── DATA FOR PROCESSING
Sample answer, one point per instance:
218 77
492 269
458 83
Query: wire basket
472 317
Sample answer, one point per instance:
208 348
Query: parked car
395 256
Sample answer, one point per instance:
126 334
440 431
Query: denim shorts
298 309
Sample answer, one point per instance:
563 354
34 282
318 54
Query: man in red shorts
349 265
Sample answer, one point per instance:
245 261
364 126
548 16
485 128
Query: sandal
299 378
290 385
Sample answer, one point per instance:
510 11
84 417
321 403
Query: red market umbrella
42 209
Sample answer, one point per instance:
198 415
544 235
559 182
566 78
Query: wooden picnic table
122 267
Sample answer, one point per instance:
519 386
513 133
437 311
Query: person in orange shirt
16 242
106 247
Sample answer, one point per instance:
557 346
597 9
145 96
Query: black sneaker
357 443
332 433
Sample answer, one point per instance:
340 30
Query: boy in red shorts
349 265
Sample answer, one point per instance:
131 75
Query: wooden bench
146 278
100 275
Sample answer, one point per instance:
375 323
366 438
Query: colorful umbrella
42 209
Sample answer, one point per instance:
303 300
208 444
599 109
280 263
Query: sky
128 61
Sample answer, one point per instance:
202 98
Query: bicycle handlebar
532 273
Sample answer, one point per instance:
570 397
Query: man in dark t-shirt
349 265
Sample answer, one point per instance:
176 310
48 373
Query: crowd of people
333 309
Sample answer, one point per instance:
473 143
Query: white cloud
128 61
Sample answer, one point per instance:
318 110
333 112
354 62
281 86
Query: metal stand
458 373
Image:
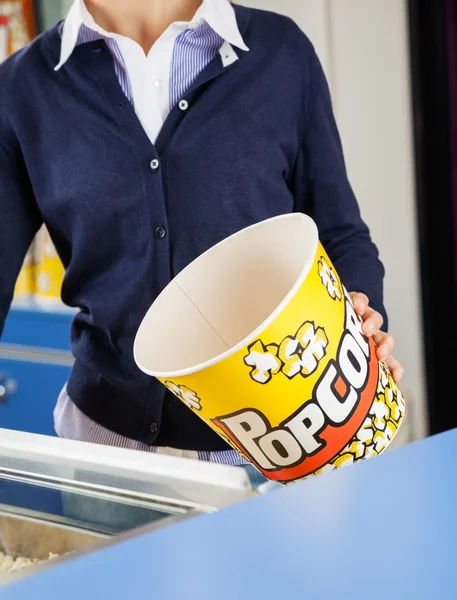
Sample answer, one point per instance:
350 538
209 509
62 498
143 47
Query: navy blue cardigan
259 139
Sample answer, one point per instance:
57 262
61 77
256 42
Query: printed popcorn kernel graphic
379 427
329 279
302 353
297 354
185 394
264 361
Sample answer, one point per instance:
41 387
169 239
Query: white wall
363 45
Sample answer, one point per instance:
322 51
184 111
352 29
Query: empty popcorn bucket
259 338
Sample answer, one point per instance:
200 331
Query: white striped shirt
154 84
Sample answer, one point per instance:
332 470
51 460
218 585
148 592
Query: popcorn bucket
259 338
49 271
25 284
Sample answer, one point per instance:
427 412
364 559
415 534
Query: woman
142 132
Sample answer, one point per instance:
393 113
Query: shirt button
154 164
161 232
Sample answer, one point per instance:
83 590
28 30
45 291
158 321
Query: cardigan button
161 232
154 164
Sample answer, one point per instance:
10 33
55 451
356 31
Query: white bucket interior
225 295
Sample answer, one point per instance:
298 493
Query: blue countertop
384 529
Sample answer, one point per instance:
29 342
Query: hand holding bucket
258 337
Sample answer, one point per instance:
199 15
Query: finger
395 368
385 344
372 322
360 302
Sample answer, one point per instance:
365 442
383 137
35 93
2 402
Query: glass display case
59 498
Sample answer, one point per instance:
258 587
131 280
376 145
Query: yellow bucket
25 284
259 337
49 271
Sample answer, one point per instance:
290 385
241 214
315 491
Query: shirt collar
219 14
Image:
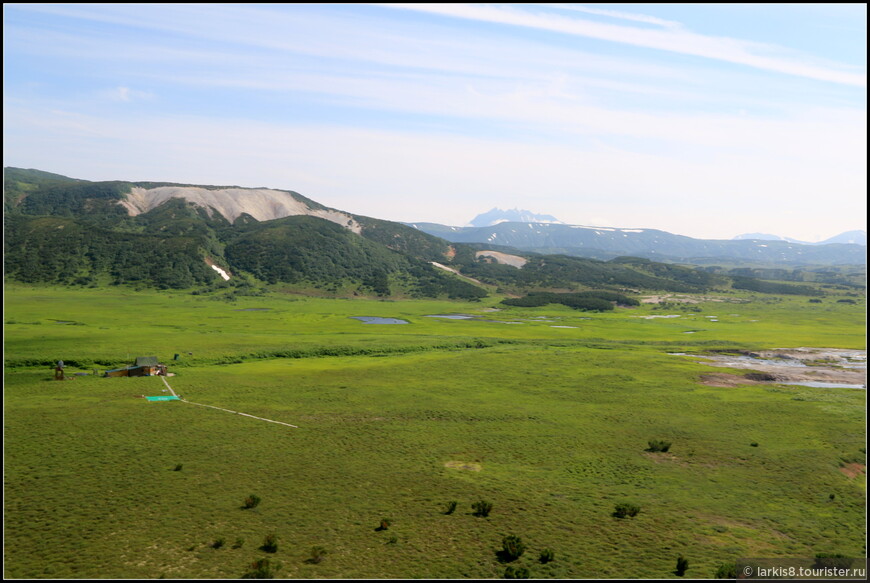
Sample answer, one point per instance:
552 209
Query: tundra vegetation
545 420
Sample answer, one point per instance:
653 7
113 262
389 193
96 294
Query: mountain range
849 238
60 230
496 215
608 242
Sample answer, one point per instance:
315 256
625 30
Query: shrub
546 556
516 572
317 554
682 565
482 508
727 571
624 509
270 544
658 445
261 569
831 560
513 548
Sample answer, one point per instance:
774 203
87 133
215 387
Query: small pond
454 316
378 320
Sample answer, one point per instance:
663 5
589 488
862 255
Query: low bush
624 509
682 565
270 544
512 548
658 445
512 572
261 569
317 554
726 571
546 556
482 508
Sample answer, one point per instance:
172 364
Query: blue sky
702 120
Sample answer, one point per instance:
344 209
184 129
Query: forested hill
61 230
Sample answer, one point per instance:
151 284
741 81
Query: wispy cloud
616 14
752 54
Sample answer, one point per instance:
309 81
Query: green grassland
548 424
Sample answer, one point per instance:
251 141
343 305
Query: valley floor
549 424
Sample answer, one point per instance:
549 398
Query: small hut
145 366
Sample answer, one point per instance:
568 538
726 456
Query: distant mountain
65 231
607 243
847 238
233 240
496 216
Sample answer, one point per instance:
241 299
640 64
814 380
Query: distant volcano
496 216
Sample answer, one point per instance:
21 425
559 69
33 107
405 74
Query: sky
703 120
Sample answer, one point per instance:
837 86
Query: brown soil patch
721 379
853 470
471 466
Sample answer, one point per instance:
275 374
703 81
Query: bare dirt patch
721 379
853 470
789 365
470 466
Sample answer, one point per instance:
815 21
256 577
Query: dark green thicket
317 555
658 445
771 287
599 301
832 561
512 572
552 271
682 565
625 509
261 569
270 544
482 508
512 548
546 556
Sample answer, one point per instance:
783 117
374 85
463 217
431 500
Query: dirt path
221 409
────
• _PROBLEM DETAILS_: Give back the records above exactly. Pictures stay out.

• _ANSWER TO THIS TASK_:
Sample answer, one point per instance:
218 77
492 269
458 83
Query: wire basket
472 317
Sample answer, one point per instance:
208 348
Query: parked car
395 256
Sample answer, one point per instance:
126 334
440 431
Query: denim shorts
298 309
Sample answer, one point per instance:
563 354
34 282
318 54
Query: man in red shorts
349 265
Sample answer, one point per instance:
245 261
364 126
548 16
485 128
Query: sandal
299 378
290 385
Sample answer, one point per instance:
510 11
84 417
321 403
Query: red market umbrella
42 209
Sample answer, one point per instance:
198 415
544 235
559 182
566 78
Query: wooden picnic table
122 267
Sample answer, one point per instance:
519 386
513 133
437 311
Query: person in orange shirt
16 242
106 247
Sample answer, one point per instance:
557 346
597 9
145 96
Query: black sneaker
357 443
332 433
Sample answer, one point per instance:
340 30
Query: boy in red shorts
349 265
Sample answer, one point per instance:
131 75
Query: wooden bench
146 278
100 275
Sample answer, one point per instance:
375 323
366 438
Query: colorful umbrella
42 209
Sample answer, one point per instance:
303 300
208 444
599 109
280 263
Query: sky
128 61
Sample answer, one point per instance:
202 98
Query: bicycle handlebar
532 273
Sample answer, one point per instance:
570 397
Query: man in dark t-shirt
349 265
Sample answer, one point per instance:
176 310
48 373
Query: crowd of people
333 309
Sample answer, one point per instance:
473 143
Query: white cloud
128 61
Sample answer, one point per instance:
318 110
333 112
354 62
281 86
Query: metal stand
458 373
Image:
Sample answer, one point per instance:
350 538
209 509
62 498
143 47
Query: navy blue cardigan
259 139
Sample answer, one point per instance:
57 262
61 77
256 42
Query: printed popcorn kernel graphic
379 427
329 279
302 353
297 354
185 394
264 361
Sample answer, one point per instance:
41 387
169 239
Query: white wall
363 45
Sample answer, one point per instance:
322 51
184 111
352 29
Query: empty popcorn bucket
259 338
Sample answer, one point per instance:
200 331
Query: white striped shirt
154 84
Sample answer, one point per instance:
332 470
51 460
218 585
148 592
Query: popcorn bucket
259 338
49 271
25 284
Sample answer, one point per instance:
427 412
364 559
415 534
Query: woman
142 132
Sample answer, one point per instance:
393 113
Query: shirt button
154 164
161 232
Sample answer, one point per instance:
83 590
28 30
45 291
158 321
Query: cardigan button
161 232
154 164
Sample answer, one point per instance:
10 33
55 451
356 31
Query: white bucket interior
225 295
Sample answer, one point per instance:
298 493
Query: blue countertop
384 529
Sample answer, one point per instance:
29 342
Query: hand holding bucket
258 337
Sample answer, one point per instance:
199 15
Query: finger
395 368
385 344
372 322
360 302
Sample answer, one point per instance:
365 442
383 137
35 93
2 402
Query: glass display case
59 498
Sample answer, one point per instance:
258 587
131 280
376 145
Query: yellow bucket
25 284
259 337
49 271
Sample answer, one point per instance:
290 385
241 214
315 491
Query: shirt collar
219 14
Image:
Sample answer, one point per instance:
552 209
Query: tundra vegetation
545 420
Sample answer, one point per instance:
653 7
113 262
389 193
96 294
Query: mountain range
849 238
60 230
496 215
608 242
Sample answer, one point per instance:
315 256
625 30
Query: shrub
546 556
516 572
317 554
682 565
482 508
727 571
624 509
270 544
658 445
261 569
831 560
513 548
Sample answer, one point per instance:
774 203
87 133
215 387
Query: small pond
454 316
378 320
Sample answer, one point per instance:
663 5
589 488
862 255
Query: low bush
624 509
682 565
270 544
512 548
658 445
512 572
261 569
317 554
726 571
546 556
482 508
Sample answer, one point per instance:
172 364
Query: blue sky
702 120
Sample answer, one point per instance:
344 209
184 129
Query: forested hill
61 230
Sample answer, one point per instance:
151 284
741 81
Query: wispy cloud
616 14
752 54
Sample answer, one point per instance:
309 81
Query: green grassland
548 424
Sample answer, one point per instance:
251 141
343 305
Query: valley floor
549 424
Sample answer, one point per instance:
549 398
Query: small hut
145 366
Sample answer, one point per instance:
568 538
726 456
Query: distant mountain
65 231
607 243
847 238
233 240
496 216
Sample answer, one point per instance:
241 299
640 64
814 380
Query: distant volcano
496 216
Sample answer, one point per instance:
21 425
559 69
33 107
405 74
Query: sky
703 120
Sample answer, one point per instance:
837 86
Query: brown soil patch
721 379
853 470
471 466
Sample answer, one point per instance:
275 374
703 81
Query: bare dirt patch
721 379
853 470
789 365
470 466
Sample answer, one point per instance:
815 21
256 577
Query: dark green thicket
317 555
658 445
771 287
599 301
832 561
512 572
552 271
682 565
625 509
261 569
270 544
482 508
512 548
546 556
Sample answer, one point per instance:
783 117
374 85
463 217
431 500
Query: dirt path
221 409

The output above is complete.